Brief:
In the report below, rewrite everything from "PUBLIC DEPOSIT" down to "packaging solutions.", changing "currently" to "presently".

Document:
----
The members of the Company accorded their consent on 8th April, 2011
through postal ballot for shifting of the registered office of the
Company from the Union Territory of Daman to Kolkata in the State of
West Bengal in supersession of the earlier resolution passed by the
members for shifting of registered office of the Company from the Union
Territory of Daman to Mumbai. As per the Company Law Board Regulations,
the Company had served individual notice to the creditors of the
Company intimating them about the shifting of the registered office of
the Company to Kolkata in the State of West Bengal and further had
filed a petition before the Company Law Board (CLB), Mumbai Bench for
amendment in Clause II of the Memorandum of Association of the Company.
PUBLIC DEPOSIT
Your Company has not accepted any fixed deposit from the public under
Section 58A of the Companies Act, 1956.
OPERATIONS
Your Company operates in a single segment i.e. Advanced Packaging
Solutions.
The Company''s installed foil rolling capacity is currently at 37,000
MTPA. The PVC unit at Goa supplements the Company to provide complete
packaging solutions.
CONSERVATION OF ENERGY, TECHNOLOGY ABSORPTION, FOREIGN EXCHANGE EARNING
AND OUTGO
The particulars as prescribed under Sub-section (l)(e) of Section 217
of the Companies Act, 1956, read with the Companies (Disclosure of
Particulars in the Report of Board of Directors) Rules, 1988, are set
out in the Annexure to this report as Annexure ''A''.
----
Data extract:
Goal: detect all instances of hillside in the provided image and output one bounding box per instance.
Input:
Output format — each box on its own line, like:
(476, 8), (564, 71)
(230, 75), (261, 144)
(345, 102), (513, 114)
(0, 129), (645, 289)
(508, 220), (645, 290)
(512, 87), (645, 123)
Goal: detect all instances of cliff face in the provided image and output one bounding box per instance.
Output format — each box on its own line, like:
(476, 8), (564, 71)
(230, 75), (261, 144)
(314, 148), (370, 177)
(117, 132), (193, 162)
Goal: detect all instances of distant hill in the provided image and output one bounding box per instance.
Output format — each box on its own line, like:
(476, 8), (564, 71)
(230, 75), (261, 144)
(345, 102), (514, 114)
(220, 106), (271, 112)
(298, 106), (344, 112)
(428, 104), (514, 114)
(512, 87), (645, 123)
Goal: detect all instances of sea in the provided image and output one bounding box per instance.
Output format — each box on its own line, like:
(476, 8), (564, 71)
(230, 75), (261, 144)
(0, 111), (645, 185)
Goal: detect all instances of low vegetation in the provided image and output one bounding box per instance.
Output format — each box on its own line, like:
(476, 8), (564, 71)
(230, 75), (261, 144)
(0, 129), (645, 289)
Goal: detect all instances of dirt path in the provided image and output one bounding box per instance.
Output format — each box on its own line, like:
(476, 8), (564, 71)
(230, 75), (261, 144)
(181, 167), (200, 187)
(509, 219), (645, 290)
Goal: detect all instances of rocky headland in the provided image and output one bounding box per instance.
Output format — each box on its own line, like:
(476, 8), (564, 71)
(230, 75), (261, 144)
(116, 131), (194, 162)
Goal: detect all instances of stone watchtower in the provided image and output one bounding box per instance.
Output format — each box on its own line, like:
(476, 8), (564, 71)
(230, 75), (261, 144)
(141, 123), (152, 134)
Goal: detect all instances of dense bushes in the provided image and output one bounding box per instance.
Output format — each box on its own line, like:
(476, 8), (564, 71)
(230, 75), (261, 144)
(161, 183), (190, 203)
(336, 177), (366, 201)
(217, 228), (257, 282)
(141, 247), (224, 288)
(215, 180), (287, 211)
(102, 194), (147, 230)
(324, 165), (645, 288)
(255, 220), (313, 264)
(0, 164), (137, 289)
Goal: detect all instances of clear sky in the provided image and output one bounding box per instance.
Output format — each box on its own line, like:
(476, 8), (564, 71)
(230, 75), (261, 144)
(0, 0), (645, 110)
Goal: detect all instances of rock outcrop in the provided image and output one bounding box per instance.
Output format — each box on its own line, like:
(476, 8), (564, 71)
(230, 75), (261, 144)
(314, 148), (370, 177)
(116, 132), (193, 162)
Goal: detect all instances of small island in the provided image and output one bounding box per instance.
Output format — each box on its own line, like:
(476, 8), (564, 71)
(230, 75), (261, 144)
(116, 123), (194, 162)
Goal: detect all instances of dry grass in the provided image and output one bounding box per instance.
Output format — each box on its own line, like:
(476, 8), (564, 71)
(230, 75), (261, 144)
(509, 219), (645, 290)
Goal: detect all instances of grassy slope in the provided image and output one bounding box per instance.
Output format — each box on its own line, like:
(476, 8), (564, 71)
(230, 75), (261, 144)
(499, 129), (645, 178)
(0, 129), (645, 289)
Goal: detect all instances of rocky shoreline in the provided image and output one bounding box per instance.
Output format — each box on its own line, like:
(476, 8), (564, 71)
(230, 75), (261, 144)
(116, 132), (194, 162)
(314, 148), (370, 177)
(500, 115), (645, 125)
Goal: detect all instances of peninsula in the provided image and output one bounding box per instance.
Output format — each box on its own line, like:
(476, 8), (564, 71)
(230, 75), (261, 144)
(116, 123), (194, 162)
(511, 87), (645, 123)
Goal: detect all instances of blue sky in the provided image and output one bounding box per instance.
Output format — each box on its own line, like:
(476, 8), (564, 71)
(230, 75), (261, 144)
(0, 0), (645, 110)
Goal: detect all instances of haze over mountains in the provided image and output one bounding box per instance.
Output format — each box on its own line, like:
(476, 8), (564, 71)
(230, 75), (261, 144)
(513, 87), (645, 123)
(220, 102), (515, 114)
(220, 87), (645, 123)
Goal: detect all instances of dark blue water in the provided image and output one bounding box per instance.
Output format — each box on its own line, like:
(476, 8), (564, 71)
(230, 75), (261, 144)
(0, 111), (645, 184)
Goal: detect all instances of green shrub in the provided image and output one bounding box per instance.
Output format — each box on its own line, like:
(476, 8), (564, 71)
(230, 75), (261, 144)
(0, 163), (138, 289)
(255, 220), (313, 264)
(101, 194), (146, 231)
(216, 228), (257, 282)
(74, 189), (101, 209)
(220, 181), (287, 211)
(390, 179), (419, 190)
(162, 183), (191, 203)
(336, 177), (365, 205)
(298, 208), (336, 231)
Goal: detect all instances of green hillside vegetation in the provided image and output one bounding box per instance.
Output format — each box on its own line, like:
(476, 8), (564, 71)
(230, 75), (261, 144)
----
Output of the exercise:
PUBLIC DEPOSIT
Your Company has not accepted any fixed deposit from the public under
Section 58A of the Companies Act, 1956.
OPERATIONS
Your Company operates in a single segment i.e. Advanced Packaging
Solutions.
The Company''s installed foil rolling capacity is presently at 37,000
MTPA. The PVC unit at Goa supplements the Company to provide complete
packaging solutions.